Lookup Tables: Enrich ingested data using a CSV
This guide covers Lookup Tables and how to use them effectively. Lookup Tables are optional; if you’re new to Mixpanel, we recommend starting with our guide on Events and Properties.
Overview
Lookup Tables let you enrich your Mixpanel properties (event properties or user profile properties) with additional attributes or metadata about these properties. This is done by uploading a CSV containing a join key column and additional property columns, then mapping a Mixpanel property the join key.
- If you have a database background, lookup tables are like dimension tables or join tables.
- If you have an Excel / Google Sheets background, Lookup Tables are like VLOOKUP.
Let’s say you’re building a media product, and you track a Song Played
event, which contains a song_id
property.

- Short exercise A
Can you update the lookup tables guide, starting at "Lookup Tables: Enrich" and ending at "the join key.", so that "CSV" becomes "spreadsheet file"?
- Short exercise B
How would the lookup tables guide go on? Write its next part, picking up right after its last sentence.

- Information shown

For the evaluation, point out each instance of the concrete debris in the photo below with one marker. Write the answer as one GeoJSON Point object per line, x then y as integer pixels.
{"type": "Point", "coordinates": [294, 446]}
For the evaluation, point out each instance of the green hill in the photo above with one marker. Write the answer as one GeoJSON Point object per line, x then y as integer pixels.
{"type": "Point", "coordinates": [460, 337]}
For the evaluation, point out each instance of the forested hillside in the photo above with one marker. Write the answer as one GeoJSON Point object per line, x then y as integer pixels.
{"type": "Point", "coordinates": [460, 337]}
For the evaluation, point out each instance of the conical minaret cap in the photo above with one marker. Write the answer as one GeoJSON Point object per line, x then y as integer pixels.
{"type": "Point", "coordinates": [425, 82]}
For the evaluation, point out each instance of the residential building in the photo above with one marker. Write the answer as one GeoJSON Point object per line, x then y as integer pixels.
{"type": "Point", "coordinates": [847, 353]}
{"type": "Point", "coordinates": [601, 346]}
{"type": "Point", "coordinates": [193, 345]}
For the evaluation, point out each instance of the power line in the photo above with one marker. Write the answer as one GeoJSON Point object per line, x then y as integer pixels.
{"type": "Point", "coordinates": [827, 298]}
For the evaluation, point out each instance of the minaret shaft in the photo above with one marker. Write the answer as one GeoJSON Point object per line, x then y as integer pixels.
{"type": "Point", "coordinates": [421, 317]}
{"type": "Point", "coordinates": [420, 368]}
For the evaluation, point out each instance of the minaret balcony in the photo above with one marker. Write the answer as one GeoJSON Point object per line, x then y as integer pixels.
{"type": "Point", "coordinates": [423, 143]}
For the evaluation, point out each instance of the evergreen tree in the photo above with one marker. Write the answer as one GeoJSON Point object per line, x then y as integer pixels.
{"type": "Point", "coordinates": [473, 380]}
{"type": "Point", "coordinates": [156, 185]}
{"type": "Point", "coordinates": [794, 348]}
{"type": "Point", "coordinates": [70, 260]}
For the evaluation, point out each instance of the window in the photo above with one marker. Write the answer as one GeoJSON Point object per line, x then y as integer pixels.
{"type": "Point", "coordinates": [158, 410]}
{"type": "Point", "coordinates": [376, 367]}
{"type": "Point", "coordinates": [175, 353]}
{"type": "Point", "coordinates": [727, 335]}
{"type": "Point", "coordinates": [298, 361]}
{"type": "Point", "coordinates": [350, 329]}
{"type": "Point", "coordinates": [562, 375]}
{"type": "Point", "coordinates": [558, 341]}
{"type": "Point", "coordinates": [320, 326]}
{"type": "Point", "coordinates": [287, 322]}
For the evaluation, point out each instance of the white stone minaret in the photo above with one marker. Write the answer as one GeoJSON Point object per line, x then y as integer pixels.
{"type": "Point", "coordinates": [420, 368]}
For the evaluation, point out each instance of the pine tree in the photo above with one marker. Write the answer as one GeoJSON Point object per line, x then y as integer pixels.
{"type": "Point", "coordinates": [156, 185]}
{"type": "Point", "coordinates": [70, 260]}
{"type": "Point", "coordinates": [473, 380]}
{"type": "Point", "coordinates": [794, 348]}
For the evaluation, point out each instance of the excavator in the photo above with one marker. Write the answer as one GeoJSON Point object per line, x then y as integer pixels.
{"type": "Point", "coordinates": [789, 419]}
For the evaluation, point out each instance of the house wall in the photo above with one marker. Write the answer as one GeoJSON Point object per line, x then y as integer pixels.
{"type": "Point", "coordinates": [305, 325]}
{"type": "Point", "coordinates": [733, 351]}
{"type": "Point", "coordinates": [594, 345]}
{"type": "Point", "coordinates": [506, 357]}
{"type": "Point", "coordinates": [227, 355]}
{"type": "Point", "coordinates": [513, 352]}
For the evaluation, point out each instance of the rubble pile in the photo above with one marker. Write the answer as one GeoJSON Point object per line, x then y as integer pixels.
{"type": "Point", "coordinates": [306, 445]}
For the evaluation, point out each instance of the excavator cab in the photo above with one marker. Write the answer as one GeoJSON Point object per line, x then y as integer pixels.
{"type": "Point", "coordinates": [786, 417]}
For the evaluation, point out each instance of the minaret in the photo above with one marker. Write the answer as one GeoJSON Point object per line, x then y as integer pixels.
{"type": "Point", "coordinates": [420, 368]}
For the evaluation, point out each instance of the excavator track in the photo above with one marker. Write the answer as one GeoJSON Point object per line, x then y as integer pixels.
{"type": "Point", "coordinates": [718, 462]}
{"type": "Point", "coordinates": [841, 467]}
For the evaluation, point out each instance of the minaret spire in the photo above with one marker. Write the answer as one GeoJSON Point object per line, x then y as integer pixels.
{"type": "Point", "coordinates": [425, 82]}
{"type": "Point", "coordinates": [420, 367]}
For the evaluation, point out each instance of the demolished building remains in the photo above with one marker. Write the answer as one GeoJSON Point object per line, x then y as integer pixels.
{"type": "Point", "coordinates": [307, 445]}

- Exercise result A
Lookup Tables: Enrich ingested data using a spreadsheet file
This guide covers Lookup Tables and how to use them effectively. Lookup Tables are optional; if you’re new to Mixpanel, we recommend starting with our guide on Events and Properties.
Overview
Lookup Tables let you enrich your Mixpanel properties (event properties or user profile properties) with additional attributes or metadata about these properties. This is done by uploading a spreadsheet file containing a join key column and additional property columns, then mapping a Mixpanel property the join key.

- Exercise result B
event_name | time | user_id | song_id |
---|---|---|---|
Song Played | 2023-05-18T09:00:00 | user123 | c994bb |
Song Played | 2023-05-18T10:15:00 | user456 | d8d949 |
Song Played | 2023-05-18T11:30:00 | user789 | a43fb8 |
You want to filter and breakdown this event by other attributes of the song, like artist
and genre
, which are not tracked as properties. Lookup Tables let you upload a CSV of data about songs like the table below and map it to the song_id
property:
song_id | artist | genre | is_platinum | name | release_date |
---|---|---|---|---|---|
c994bb | Drake | Pop | True | Hotline Bling | 2015-10-18T22:00:00 |
d8d949 | Gipsy Kings | Flamenco | False | Bamboleo | 1987-07-12T05:00:00 |
a43fb8 | Daft Punk | House | False | Aerodynamic | 2001-03-12T07:30:00 |
Then, whenever you use an event with the song_id
property, you’ll have access to all these other properties of the song as well. Under the hood, Mixpanel joins the two tables like so:
event_name | time | user_id | song_id | Artist | Genre | is_platinum | Name | Release_date |
---|---|---|---|---|---|---|---|---|
Song Played | 2023-05-18T09:00:00 | user123 | c994bb | Drake | Pop | True | Hotline Bling | 2015-10-18T22:00:00 |
Song Played | 2023-05-18T10:15:00 | user456 | d8d949 | Gipsy Kings | Flamenco | False | Bamboleo | 1987-07-12T05:00:00 |
Song Played | 2023-05-18T11:30:00 | user789 | a43fb8 | Daft Punk | House | False | Aerodynamic | 2001-03-12T07:30:00 |
The benefit is that you don’t need to change your tracking code at all. You can upload this Lookup Table after the fact and it automatically joins onto all prior events or user profiles with the mapped property.
We also provide an API and Warehouse Connectors to keep Lookup Tables synced on a recurring basis.
Use Cases
Media
One possible use case for Lookup Tables is to load metadata about your content (songs, podcasts, articles) into Mixpanel. If you track some content identifier (eg: song_id, podcast_id, article_id) as a property on your events, you can then upload a Lookup Table with other properties of that content, like name, category, author, or creation date. You can then use any of those properties on any events that have the ID properties.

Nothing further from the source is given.